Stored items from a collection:
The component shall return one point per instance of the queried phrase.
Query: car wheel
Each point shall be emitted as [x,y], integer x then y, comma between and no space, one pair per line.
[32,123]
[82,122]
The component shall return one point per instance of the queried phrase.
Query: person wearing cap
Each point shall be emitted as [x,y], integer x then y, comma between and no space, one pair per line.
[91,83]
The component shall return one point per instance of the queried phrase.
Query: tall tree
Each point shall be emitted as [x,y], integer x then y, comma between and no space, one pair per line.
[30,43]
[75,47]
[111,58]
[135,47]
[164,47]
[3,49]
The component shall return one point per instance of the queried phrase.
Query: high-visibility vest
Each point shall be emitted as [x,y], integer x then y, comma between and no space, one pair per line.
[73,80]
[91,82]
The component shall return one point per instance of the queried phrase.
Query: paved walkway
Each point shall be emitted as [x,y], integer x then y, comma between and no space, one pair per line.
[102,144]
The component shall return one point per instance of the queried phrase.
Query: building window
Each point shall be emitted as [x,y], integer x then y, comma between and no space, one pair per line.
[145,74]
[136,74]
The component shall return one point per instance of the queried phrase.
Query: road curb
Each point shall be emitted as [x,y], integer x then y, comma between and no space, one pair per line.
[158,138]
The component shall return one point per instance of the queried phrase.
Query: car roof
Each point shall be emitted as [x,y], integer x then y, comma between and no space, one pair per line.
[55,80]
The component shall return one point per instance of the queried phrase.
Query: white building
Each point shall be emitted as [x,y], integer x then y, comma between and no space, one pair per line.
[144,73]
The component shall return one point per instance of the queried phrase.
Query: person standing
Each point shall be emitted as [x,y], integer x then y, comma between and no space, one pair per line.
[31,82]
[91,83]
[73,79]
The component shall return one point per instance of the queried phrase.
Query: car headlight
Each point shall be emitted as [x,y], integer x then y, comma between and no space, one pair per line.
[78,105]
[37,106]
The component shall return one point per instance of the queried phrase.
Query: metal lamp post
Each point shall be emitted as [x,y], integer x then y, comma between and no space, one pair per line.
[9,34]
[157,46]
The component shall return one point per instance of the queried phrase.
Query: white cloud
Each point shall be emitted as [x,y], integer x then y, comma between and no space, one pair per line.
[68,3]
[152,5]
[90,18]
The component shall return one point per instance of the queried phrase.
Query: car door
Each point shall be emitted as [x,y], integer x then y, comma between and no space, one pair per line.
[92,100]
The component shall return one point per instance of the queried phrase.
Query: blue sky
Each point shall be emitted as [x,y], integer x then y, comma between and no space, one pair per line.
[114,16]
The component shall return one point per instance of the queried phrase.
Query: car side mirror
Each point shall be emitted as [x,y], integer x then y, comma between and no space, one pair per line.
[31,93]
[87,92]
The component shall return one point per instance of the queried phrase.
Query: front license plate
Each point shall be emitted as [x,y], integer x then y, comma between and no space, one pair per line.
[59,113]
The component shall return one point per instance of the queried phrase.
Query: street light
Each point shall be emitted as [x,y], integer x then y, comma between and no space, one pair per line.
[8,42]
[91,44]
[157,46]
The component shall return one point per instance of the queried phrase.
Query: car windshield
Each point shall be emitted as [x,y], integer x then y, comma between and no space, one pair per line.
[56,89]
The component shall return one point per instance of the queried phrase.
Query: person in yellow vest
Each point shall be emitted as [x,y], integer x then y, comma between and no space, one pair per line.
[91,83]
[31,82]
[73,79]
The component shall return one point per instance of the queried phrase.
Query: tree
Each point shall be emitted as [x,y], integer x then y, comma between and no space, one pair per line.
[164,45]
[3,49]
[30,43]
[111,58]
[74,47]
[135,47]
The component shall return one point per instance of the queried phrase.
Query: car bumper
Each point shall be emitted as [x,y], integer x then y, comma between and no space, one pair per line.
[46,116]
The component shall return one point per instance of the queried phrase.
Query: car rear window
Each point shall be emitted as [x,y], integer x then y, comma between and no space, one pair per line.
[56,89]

---

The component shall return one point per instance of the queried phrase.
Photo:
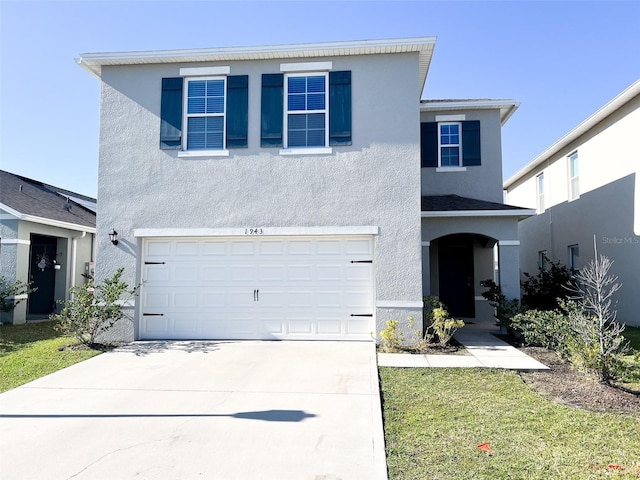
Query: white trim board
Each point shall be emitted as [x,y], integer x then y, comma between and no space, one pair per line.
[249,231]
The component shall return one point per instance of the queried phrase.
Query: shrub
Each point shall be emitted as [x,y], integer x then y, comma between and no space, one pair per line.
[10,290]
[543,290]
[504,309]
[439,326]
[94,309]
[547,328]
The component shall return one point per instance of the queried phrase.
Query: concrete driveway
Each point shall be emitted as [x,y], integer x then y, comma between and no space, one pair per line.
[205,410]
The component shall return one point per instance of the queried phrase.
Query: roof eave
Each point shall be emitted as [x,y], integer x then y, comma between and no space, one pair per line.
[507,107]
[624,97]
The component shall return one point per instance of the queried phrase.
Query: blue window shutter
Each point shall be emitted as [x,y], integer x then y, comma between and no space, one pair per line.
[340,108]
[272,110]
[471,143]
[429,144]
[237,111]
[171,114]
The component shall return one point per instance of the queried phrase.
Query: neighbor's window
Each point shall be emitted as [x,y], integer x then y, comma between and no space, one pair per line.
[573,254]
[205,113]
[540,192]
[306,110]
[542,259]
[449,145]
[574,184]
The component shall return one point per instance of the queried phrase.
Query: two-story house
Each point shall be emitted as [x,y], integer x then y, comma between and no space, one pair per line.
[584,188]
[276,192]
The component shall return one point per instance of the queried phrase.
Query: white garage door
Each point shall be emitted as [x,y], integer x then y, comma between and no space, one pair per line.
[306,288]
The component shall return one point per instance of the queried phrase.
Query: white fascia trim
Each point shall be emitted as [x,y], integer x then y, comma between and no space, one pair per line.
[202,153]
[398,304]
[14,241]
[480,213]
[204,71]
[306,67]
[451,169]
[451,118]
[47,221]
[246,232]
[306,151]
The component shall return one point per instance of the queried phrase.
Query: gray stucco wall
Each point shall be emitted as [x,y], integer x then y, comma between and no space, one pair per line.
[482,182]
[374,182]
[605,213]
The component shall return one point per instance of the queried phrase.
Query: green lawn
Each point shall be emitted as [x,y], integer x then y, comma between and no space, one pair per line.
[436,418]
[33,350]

==

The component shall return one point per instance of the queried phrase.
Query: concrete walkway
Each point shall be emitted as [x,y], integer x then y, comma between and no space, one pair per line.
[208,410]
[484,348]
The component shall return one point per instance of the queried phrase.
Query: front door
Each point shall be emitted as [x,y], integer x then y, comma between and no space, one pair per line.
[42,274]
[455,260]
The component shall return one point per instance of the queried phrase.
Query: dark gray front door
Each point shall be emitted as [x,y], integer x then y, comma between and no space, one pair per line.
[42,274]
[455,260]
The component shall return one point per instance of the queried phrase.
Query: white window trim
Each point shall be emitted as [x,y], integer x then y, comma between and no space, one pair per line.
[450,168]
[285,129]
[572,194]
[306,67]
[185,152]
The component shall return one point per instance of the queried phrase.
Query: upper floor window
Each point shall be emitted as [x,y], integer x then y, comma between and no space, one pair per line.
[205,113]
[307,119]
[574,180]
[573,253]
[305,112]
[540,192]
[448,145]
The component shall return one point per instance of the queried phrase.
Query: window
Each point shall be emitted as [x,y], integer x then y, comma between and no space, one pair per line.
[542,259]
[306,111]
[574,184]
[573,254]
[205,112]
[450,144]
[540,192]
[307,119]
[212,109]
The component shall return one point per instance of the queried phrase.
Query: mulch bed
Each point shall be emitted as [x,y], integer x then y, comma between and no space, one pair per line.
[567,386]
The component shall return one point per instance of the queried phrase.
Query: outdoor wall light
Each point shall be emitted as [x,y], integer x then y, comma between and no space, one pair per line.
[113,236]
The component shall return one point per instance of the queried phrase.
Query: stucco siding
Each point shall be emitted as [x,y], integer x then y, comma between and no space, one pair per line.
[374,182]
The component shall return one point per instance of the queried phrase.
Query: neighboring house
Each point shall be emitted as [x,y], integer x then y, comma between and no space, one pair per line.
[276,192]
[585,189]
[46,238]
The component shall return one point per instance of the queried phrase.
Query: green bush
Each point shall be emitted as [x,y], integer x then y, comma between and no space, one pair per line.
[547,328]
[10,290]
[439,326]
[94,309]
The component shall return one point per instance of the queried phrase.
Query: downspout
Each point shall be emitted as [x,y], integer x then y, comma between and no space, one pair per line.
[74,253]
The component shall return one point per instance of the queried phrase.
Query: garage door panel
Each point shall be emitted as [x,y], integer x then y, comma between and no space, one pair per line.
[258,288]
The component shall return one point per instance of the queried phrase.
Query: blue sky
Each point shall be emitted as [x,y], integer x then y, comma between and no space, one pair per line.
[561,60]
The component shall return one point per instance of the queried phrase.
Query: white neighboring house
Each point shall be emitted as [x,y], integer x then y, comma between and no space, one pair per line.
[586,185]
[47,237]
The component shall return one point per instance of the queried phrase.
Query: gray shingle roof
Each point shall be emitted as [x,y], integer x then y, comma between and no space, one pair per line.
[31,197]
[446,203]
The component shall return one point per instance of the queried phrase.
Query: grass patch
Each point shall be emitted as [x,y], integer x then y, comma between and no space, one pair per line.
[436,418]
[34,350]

What is expected: Identify every line in the items above that contains the word "gray", and copy each of those lines.

Solution for this task:
Query: gray stucco wall
Query: dark gray front door
Query: gray shingle roof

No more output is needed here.